## PROBLEM DETAILS:
Make an exact copy of the listing so that no picture is carried over.

## SOURCE MATERIAL:
'''
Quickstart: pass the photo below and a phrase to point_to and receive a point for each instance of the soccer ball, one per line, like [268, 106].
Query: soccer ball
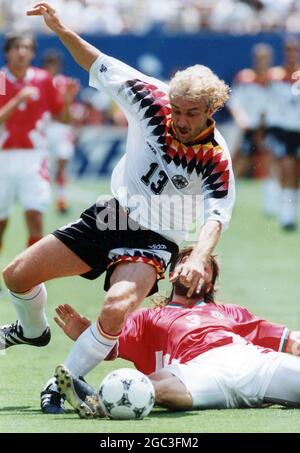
[127, 394]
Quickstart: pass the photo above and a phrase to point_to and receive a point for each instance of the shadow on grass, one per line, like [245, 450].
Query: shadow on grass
[20, 410]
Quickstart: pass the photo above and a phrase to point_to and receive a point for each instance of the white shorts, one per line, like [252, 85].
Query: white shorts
[24, 176]
[236, 375]
[60, 140]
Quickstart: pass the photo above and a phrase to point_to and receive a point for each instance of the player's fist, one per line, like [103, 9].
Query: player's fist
[28, 94]
[49, 14]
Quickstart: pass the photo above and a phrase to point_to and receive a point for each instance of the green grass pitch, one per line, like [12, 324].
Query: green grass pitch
[260, 269]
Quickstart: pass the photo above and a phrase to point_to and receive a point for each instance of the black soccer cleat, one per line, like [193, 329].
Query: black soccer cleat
[52, 401]
[80, 395]
[12, 335]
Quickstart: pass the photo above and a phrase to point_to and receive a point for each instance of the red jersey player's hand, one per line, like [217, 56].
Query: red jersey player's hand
[71, 90]
[49, 14]
[293, 343]
[191, 274]
[28, 93]
[70, 321]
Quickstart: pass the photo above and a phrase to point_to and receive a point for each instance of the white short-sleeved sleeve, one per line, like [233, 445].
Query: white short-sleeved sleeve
[113, 76]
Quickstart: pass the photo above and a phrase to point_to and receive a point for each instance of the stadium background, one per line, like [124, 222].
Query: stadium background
[260, 262]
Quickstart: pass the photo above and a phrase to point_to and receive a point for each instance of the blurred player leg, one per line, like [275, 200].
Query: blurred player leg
[61, 182]
[8, 186]
[34, 221]
[34, 193]
[170, 391]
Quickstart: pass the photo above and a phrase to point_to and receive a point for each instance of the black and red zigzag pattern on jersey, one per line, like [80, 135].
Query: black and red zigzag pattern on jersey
[205, 157]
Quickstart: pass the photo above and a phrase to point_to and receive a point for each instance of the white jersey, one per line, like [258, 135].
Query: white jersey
[283, 106]
[165, 184]
[250, 97]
'''
## OUTPUT OF THE EXERCISE:
Quickstart: pass the photo below and a phrase to point_to and receive a point for each instance of the soccer ball, one per line, like [268, 106].
Query: soccer ball
[127, 394]
Quickstart: pass the photo above and a phrase to point_to and receive a point for each instance of the shadow on grass, one per line, like [245, 450].
Query: shadow on grass
[20, 410]
Quickstart: pass the photo above and a phrase to point_to and receive a point for each instance of the white shorts, one per line, like [252, 85].
Query: white shorts
[24, 176]
[236, 375]
[60, 140]
Quickstart: pass the photo above and a phrase to point_to and receive a point for each instance of the player's fist, one per line, like [103, 9].
Query: player's fist
[28, 94]
[49, 14]
Quickstart: pass the photo above and a phrase to point_to and receive a point for each instance of the green grass pitch, one per line, like [12, 324].
Query: green grass pitch
[260, 269]
Quickstart: pass the photo above and a phrase to point_to and receive a point for each instance of the black soccer cleat, one per line, like [193, 329].
Query: black soccer cleat
[52, 401]
[80, 395]
[12, 335]
Quickstart: pass the photo above and a phrase to point_to and receive a point for each instance of the red jersey player's hand, one per line, like [217, 56].
Query: red jersey player's hand
[71, 90]
[49, 14]
[293, 343]
[191, 274]
[28, 93]
[70, 321]
Quickstart: pass the photo above and a phrase to point_to and receive a point for each instance of the white short-sleeved sleeve, one per line, like [233, 445].
Query: white short-sleeved sleeve
[113, 76]
Quickstart: pass the photo above and a phrase to point_to and receive a point for each instance of the stadium background, one per line, like [124, 222].
Query: stadium background
[260, 262]
Quickstart: pass the photo above and a phrase to point_to and receive a point for each instance of the blurred player leg, one per line, like [275, 200].
Query: blurred player leg
[61, 182]
[8, 186]
[34, 221]
[34, 193]
[170, 391]
Quickstart: pass the photo above and a phrase to point_to and receive a point for each instance of the black and red zigzag pattern on jersey, one per line, like [80, 135].
Query: black and red zigzag pattern on jersey
[205, 157]
Quickstart: pass the photo above and a phrase to point_to and receive a point for each instance of the white jersey, one per line, like [258, 135].
Query: white jersey
[283, 106]
[165, 184]
[250, 97]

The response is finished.